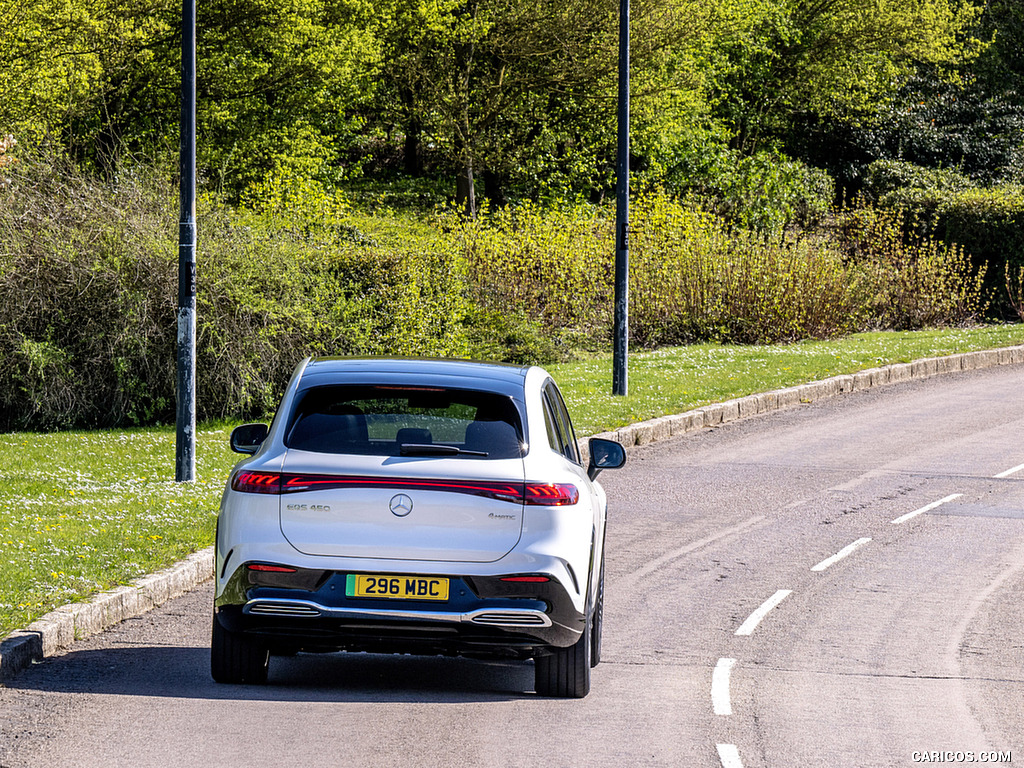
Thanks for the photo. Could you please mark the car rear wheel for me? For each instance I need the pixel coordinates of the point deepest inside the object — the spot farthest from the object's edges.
(237, 658)
(565, 674)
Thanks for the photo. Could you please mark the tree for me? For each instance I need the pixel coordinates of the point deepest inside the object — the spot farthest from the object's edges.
(829, 58)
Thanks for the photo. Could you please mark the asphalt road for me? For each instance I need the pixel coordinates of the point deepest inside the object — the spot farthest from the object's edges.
(782, 591)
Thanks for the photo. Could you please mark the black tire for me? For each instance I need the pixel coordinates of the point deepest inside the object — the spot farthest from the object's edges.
(598, 621)
(237, 658)
(565, 674)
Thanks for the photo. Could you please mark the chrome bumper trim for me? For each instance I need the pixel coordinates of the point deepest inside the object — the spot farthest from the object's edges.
(275, 606)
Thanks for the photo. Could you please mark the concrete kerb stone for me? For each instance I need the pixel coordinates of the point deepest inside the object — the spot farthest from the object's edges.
(714, 415)
(60, 628)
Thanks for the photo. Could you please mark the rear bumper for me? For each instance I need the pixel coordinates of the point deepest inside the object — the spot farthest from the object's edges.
(483, 615)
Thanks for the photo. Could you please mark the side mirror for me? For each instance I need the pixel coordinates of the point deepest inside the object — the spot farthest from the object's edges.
(604, 455)
(248, 437)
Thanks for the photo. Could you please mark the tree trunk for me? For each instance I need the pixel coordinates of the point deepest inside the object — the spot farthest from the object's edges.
(465, 189)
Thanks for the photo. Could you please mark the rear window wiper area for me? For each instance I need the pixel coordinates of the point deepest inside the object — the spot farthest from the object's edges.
(418, 449)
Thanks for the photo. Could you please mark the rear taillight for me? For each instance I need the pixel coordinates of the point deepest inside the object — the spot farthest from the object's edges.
(551, 494)
(536, 494)
(247, 481)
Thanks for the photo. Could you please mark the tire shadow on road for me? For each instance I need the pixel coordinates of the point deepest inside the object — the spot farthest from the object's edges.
(184, 673)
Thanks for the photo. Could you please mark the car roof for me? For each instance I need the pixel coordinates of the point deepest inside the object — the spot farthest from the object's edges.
(448, 372)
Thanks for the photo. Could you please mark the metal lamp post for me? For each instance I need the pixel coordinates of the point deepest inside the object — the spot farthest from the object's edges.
(620, 375)
(184, 463)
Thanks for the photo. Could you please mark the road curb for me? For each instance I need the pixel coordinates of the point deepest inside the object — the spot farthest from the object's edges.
(60, 628)
(717, 414)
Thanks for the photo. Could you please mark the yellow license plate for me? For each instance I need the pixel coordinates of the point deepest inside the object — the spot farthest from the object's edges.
(399, 588)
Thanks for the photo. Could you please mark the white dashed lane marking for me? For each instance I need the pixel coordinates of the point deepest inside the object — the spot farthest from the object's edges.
(848, 550)
(748, 627)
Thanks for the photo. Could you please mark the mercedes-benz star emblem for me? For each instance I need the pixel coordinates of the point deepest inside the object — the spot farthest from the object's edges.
(401, 505)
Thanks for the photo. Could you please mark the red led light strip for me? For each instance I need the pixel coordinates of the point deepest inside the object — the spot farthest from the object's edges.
(534, 494)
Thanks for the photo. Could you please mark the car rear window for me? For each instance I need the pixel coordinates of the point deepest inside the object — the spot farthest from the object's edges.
(406, 420)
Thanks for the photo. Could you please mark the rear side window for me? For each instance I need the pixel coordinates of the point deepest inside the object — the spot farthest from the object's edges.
(406, 420)
(560, 433)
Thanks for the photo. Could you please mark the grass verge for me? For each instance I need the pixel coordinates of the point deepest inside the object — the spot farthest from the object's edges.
(84, 511)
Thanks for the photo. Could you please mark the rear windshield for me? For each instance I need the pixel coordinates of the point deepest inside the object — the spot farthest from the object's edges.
(406, 421)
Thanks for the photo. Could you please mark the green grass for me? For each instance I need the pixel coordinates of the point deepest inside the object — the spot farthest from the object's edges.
(83, 511)
(678, 379)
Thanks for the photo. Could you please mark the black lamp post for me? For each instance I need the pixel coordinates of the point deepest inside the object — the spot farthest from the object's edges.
(184, 460)
(620, 375)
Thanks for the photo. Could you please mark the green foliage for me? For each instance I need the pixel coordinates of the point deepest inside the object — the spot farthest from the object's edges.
(911, 282)
(986, 222)
(87, 286)
(694, 278)
(893, 177)
(765, 193)
(828, 58)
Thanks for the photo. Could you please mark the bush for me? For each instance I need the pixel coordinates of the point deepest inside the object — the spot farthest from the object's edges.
(88, 280)
(909, 283)
(692, 278)
(88, 275)
(766, 193)
(986, 222)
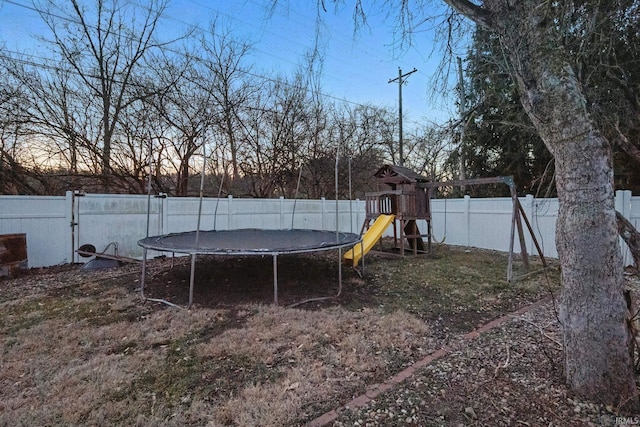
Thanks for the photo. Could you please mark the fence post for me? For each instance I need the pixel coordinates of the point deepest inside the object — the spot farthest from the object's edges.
(623, 202)
(623, 205)
(528, 207)
(467, 219)
(164, 215)
(69, 214)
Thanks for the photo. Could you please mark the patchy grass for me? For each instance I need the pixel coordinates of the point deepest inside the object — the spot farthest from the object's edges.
(81, 348)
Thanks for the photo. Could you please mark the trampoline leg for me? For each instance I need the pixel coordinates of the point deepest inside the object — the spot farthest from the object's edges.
(275, 279)
(143, 274)
(191, 279)
(339, 272)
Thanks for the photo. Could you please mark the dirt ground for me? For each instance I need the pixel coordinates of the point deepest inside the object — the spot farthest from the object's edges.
(81, 347)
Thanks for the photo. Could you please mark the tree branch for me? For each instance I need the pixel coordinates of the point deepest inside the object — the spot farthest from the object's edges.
(477, 14)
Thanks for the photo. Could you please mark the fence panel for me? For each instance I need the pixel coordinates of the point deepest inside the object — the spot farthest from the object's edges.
(102, 219)
(47, 223)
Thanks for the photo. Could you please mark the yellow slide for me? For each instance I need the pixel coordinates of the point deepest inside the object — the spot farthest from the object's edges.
(369, 239)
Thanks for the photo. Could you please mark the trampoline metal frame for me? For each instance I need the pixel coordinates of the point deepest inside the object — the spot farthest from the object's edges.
(147, 244)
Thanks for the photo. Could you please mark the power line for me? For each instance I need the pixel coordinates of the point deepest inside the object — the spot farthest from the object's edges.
(45, 66)
(400, 79)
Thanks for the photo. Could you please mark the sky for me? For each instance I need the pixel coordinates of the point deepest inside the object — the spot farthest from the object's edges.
(358, 63)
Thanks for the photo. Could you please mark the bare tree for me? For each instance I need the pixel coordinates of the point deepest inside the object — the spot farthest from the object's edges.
(104, 47)
(593, 310)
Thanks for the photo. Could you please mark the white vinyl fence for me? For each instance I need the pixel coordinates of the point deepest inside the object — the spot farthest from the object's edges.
(57, 226)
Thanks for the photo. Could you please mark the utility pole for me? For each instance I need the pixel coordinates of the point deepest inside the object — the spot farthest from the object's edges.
(400, 80)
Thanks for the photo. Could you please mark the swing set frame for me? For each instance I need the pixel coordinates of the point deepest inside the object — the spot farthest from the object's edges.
(517, 216)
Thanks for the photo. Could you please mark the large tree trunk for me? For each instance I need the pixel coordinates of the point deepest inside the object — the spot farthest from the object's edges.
(593, 310)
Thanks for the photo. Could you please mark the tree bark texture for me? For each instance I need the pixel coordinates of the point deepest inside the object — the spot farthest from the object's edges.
(593, 310)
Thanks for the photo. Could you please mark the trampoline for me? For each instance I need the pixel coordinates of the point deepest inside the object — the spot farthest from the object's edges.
(243, 242)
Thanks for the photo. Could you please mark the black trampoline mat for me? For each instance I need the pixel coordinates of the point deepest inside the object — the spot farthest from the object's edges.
(250, 241)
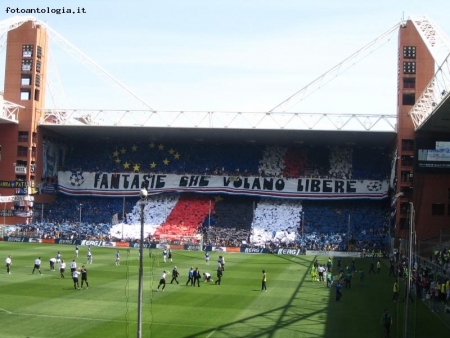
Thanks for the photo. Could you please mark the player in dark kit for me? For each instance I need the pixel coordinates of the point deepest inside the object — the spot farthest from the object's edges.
(190, 276)
(196, 277)
(175, 275)
(162, 281)
(84, 277)
(37, 265)
(219, 275)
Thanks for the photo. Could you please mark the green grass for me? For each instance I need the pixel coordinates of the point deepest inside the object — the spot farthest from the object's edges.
(293, 306)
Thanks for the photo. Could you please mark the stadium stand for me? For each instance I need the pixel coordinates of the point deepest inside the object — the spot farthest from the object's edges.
(225, 219)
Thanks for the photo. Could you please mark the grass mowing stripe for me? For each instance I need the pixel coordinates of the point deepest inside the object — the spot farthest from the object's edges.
(293, 306)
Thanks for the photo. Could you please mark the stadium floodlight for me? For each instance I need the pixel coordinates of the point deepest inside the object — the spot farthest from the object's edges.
(143, 194)
(79, 224)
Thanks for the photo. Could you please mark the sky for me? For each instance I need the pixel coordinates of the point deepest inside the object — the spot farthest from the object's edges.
(235, 55)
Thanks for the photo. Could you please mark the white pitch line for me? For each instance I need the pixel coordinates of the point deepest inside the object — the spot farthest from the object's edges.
(211, 334)
(96, 319)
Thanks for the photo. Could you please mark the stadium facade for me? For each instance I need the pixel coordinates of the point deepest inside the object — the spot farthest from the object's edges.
(34, 144)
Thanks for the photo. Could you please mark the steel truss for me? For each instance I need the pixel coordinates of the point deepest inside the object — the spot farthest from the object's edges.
(438, 88)
(219, 120)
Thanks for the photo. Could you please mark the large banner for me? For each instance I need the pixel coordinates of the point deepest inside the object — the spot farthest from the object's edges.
(16, 198)
(130, 184)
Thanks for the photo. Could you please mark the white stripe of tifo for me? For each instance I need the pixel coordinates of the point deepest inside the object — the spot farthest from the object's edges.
(93, 319)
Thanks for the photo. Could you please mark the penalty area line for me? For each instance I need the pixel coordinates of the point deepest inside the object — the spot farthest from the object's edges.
(211, 334)
(95, 319)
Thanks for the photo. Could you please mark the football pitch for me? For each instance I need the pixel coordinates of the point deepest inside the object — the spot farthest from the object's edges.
(33, 305)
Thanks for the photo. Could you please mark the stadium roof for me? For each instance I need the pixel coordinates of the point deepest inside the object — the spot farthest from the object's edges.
(256, 136)
(439, 120)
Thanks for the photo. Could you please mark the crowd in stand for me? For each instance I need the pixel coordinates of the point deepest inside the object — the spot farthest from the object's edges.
(428, 282)
(231, 220)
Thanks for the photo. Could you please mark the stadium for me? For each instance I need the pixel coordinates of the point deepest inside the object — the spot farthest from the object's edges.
(290, 187)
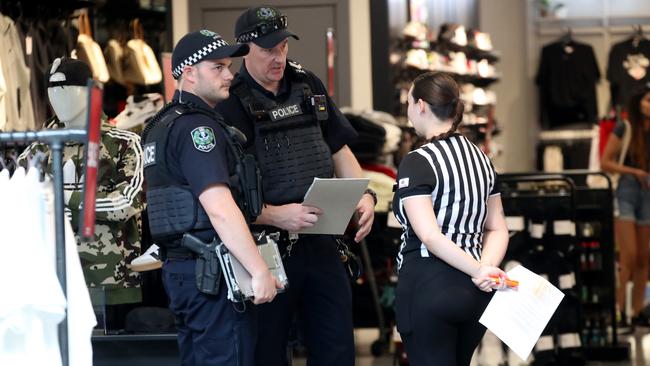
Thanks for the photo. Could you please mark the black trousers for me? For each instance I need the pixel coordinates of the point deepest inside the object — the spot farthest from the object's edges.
(319, 294)
(437, 312)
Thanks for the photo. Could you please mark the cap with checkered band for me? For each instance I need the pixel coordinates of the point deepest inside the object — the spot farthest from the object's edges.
(202, 45)
(263, 25)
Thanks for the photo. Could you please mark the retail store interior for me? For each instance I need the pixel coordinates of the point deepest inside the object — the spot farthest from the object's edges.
(544, 84)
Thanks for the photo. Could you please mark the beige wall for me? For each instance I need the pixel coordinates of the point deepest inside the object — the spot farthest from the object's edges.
(180, 19)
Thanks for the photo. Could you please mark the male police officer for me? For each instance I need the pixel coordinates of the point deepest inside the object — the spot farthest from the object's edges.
(190, 160)
(297, 133)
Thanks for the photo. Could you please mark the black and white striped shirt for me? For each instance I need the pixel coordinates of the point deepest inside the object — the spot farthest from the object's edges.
(459, 178)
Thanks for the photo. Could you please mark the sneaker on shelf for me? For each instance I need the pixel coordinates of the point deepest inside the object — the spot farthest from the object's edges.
(148, 261)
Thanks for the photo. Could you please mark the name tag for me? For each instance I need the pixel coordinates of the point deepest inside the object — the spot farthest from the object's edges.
(149, 154)
(285, 112)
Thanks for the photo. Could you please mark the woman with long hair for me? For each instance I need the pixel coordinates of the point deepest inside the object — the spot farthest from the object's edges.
(632, 201)
(454, 231)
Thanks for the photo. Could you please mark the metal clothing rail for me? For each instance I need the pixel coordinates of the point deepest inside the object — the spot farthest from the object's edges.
(55, 139)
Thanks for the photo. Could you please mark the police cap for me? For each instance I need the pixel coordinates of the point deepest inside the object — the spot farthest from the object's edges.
(263, 25)
(202, 45)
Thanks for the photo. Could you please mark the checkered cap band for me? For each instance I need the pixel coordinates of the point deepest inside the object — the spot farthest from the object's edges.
(197, 56)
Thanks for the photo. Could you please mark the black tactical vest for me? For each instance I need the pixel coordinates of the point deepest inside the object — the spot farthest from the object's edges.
(289, 143)
(173, 209)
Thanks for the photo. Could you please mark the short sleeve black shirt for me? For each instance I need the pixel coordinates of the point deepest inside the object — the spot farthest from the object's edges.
(628, 69)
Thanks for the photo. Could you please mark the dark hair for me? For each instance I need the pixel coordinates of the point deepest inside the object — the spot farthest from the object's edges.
(440, 92)
(637, 150)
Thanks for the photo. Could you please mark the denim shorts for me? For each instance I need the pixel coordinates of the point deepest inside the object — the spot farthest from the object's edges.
(632, 201)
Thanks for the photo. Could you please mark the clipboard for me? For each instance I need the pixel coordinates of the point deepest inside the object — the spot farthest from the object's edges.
(338, 198)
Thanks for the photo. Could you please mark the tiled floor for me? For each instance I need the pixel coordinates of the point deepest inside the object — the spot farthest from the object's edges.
(491, 354)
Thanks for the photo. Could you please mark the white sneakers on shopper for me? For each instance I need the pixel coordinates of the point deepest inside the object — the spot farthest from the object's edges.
(148, 261)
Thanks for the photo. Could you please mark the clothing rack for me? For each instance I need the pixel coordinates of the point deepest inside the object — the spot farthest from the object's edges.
(55, 139)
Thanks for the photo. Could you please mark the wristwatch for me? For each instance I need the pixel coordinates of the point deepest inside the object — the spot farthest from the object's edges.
(372, 193)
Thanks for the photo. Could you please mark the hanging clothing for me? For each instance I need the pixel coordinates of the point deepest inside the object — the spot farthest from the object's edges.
(628, 69)
(3, 93)
(18, 100)
(567, 77)
(37, 58)
(34, 303)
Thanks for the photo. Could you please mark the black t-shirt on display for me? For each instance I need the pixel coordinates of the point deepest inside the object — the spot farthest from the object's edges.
(567, 77)
(628, 69)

☆ ☆ ☆ ☆

Task brief:
Put the records into a two-column CSV with the headers "request" and "answer", one row per request. Start at the one containing "Thanks for the photo. Could you please mark the clipboard" and end with the last of the records. Enclose each field in quotation marks and replace any line breaks inside a field with spaces.

Output:
request,answer
"Thanks for the photo. Could you please mark the clipboard for me? For each instance I need the pixel coordinates of the point deepest inside the object — the spot farthest from the object's edges.","(338, 198)"
"Thanks for the photo. Could you please mark the tiled floor for me? For each instance I need the pixel coordinates of the point deepest inside the object — the spot farthest from the object's edges.","(491, 354)"
"Thanks for the photo. Could you please mark the white sneakers on shopper for me? For each instance I need the pixel coordinates of the point deepest inside the object — the spot farthest from the object's edges.","(148, 261)"
"Thanks for the photo. Could you please mark the clothing rack for me? For each instance I need the pixel coordinates of the point deepest inside the object — the spot farthest from the object's edges.","(55, 139)"
"Thanks for the photo. Could you please mark the wristwatch for me? For each instance I need the pixel coordinates of the point deepest inside the object — the spot farthest from the object's edges.","(372, 193)"
"Thanks for the photo. Could you please mark the hanging clothing for me? For each instance I need the pixel coordinates of the point deepest inside the object — the spot farthest from the object's edges.","(628, 69) (3, 93) (18, 100) (567, 77) (37, 58) (34, 303)"
"Thanks for the photo. Could you please mark the black t-shirt on display for me? For each instance I need the pixel coordinates of the point deepest inside the object — the spot farthest from the object's edges.","(567, 77) (628, 69)"